§ EXERCISE DESCRIPTION
The material must be copied out exactly, line for line.

§ PROVIDED RECORDS
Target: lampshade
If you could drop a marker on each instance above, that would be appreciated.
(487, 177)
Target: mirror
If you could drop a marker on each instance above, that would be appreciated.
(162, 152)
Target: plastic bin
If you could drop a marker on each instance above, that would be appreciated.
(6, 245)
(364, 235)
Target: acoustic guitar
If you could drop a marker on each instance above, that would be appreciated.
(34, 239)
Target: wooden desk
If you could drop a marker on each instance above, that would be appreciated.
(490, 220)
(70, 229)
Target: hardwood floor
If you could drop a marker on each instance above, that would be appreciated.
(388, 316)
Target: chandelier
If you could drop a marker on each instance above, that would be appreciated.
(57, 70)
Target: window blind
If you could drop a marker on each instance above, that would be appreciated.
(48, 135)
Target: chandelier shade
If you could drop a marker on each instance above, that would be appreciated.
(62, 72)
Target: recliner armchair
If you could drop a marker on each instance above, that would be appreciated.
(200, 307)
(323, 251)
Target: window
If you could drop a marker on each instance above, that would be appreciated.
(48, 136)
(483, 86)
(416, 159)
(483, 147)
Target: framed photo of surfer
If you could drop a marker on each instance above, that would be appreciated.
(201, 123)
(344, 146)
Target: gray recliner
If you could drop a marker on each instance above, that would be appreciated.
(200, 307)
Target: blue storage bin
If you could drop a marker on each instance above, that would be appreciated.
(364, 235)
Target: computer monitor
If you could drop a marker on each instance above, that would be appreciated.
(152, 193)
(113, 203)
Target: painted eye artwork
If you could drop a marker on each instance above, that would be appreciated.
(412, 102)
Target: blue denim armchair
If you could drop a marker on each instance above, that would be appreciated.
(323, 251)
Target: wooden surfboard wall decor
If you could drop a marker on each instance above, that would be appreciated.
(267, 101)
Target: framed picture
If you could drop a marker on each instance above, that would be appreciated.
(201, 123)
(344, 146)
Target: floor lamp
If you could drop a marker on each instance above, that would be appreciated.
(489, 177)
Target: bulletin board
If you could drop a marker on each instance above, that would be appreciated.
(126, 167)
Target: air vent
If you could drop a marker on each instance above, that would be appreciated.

§ YOUR RESPONSE
Target: lampshade
If you could drop a marker on each instance above, that would be appreciated.
(487, 177)
Target: mirror
If you could drop a marker on each instance above, that would be appreciated.
(162, 152)
Target: plastic bin
If you could drop a marker on each instance above, that would be appreciated.
(6, 245)
(364, 235)
Target: acoustic guitar
If you could drop a marker on each instance above, that would be appreciated.
(34, 239)
Target: wooden desk
If you could drop a marker on each instance above, that would be appreciated.
(490, 220)
(70, 229)
Target: hardwood floor
If you could drop a marker on each instance above, that would be appreciated.
(388, 316)
Target: chandelier
If you could drop a marker on each instance above, that would be appreciated.
(57, 70)
Target: window blind
If you could drop a marker on each instance above, that would be appreciated.
(48, 135)
Target: chandelier shade
If you could drop a marker on each instance above, that would be appreciated.
(62, 72)
Target: recliner armchair
If you could drop a marker on each instance above, that would be appreciated.
(200, 307)
(323, 251)
Target: window
If you could drop a marker on each instance above, that would be appreciated.
(48, 136)
(483, 86)
(416, 159)
(483, 147)
Target: framed photo of surfer
If you could drop a marker on each instance above, that would be appreciated.
(201, 123)
(344, 146)
Target: gray recliner
If you could drop a marker on each instance above, that would be appreciated.
(200, 307)
Target: blue storage bin
If you could drop a marker on each instance above, that would be appreciated.
(364, 235)
Target: computer monitor
If you could drop a marker on each instance above, that would be appreciated.
(152, 193)
(113, 203)
Target: painted eye artwork
If you could drop a marker on each instance above, that would be appreciated.
(412, 102)
Target: blue denim armchair
If you could drop a marker on each instance above, that would be appreciated.
(323, 251)
Target: wooden surfboard wall decor
If you could drop a marker on each instance above, that would be appreciated.
(267, 101)
Target: framed picture
If you could drop a marker on each instance above, that would be appreciated.
(201, 123)
(344, 146)
Target: floor lamp
If you could drop a marker on each instance above, that would be appreciated.
(489, 177)
Target: bulletin board
If you could drop a marker on each instance above, that would be appreciated.
(126, 167)
Target: air vent
If you could drop a marker on each instance above, that would be appreciated.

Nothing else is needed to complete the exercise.